▸ Material provided
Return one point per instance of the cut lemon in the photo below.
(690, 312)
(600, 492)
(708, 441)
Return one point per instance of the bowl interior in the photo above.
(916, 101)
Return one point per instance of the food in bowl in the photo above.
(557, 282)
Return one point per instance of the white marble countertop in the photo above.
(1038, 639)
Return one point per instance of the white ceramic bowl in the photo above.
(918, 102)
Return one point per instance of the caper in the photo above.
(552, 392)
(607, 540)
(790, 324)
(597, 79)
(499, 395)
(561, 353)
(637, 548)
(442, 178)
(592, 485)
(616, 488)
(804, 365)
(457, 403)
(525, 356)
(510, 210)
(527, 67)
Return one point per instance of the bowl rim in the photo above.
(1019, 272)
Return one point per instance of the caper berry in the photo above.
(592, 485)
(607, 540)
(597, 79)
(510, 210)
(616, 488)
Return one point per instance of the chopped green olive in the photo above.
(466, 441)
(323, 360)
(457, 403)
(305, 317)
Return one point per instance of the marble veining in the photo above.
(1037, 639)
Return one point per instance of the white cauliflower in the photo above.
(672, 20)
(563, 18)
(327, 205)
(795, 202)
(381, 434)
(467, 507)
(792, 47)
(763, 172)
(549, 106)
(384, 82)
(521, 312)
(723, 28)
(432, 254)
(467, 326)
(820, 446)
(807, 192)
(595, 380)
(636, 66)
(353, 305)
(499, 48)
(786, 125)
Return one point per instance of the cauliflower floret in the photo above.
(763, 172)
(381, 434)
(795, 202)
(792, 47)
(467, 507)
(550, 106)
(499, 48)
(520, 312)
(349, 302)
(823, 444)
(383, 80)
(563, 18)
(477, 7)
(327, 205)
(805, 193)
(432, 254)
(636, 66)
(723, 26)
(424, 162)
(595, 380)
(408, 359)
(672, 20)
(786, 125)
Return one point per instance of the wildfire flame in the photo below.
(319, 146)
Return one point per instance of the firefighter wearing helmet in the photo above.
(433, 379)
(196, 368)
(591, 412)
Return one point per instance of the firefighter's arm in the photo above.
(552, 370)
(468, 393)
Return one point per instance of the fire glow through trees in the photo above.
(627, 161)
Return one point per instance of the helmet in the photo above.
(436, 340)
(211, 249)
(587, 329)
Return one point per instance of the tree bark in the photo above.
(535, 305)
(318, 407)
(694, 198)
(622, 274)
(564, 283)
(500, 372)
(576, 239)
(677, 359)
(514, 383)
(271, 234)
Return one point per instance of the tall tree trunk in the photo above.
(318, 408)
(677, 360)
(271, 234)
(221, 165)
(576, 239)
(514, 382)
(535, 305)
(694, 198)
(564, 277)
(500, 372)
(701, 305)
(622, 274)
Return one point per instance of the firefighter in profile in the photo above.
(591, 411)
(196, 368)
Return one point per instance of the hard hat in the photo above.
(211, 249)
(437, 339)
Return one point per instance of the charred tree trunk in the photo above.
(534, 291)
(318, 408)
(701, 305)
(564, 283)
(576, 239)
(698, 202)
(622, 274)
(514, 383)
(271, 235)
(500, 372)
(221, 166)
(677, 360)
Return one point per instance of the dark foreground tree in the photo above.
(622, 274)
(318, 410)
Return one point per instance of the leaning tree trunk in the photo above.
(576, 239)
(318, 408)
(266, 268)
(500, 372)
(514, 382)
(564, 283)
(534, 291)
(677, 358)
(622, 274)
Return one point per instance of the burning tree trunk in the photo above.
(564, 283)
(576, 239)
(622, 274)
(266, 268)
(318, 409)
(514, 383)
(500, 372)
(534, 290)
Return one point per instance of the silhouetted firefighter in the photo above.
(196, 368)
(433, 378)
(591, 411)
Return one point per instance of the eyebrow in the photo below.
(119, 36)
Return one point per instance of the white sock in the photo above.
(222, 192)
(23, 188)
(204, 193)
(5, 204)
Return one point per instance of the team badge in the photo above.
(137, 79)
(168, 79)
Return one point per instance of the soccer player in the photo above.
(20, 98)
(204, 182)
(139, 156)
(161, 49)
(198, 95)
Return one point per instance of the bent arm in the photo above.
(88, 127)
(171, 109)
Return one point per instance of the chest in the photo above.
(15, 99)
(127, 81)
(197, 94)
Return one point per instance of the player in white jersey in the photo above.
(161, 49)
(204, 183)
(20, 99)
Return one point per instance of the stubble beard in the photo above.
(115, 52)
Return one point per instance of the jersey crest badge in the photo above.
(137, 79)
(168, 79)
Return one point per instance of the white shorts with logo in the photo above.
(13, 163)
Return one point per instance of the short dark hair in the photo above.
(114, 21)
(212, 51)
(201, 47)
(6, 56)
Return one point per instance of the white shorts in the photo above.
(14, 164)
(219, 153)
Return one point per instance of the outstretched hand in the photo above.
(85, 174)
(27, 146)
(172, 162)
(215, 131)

▸ Problem to work on
Scale the material from its first line through the line that contains "(1019, 272)", and write those lines out again with the requests kept as they are. Multiply every point coordinate by 1.5 and round it to a whole number, rounding halves up.

▸ Response to the task
Return one point per instance of the cut lemon in the photo below.
(1035, 468)
(900, 738)
(1062, 662)
Return one point per instance of the bowl interior in the photo above.
(1374, 152)
Return one point per instance of the food in bowl in the photo above.
(836, 423)
Return one point per instance of the white marble countertop in the photo above.
(1557, 959)
Return one point per instance of the white ceramic bowl in the photo above.
(1377, 153)
Return one point per instance of the caper in the photo above.
(828, 588)
(911, 810)
(1185, 486)
(896, 119)
(749, 593)
(842, 530)
(956, 822)
(663, 267)
(888, 728)
(924, 732)
(1206, 548)
(686, 605)
(788, 534)
(765, 315)
(791, 101)
Return one point per instance of the bowl rim in the photo above.
(1529, 408)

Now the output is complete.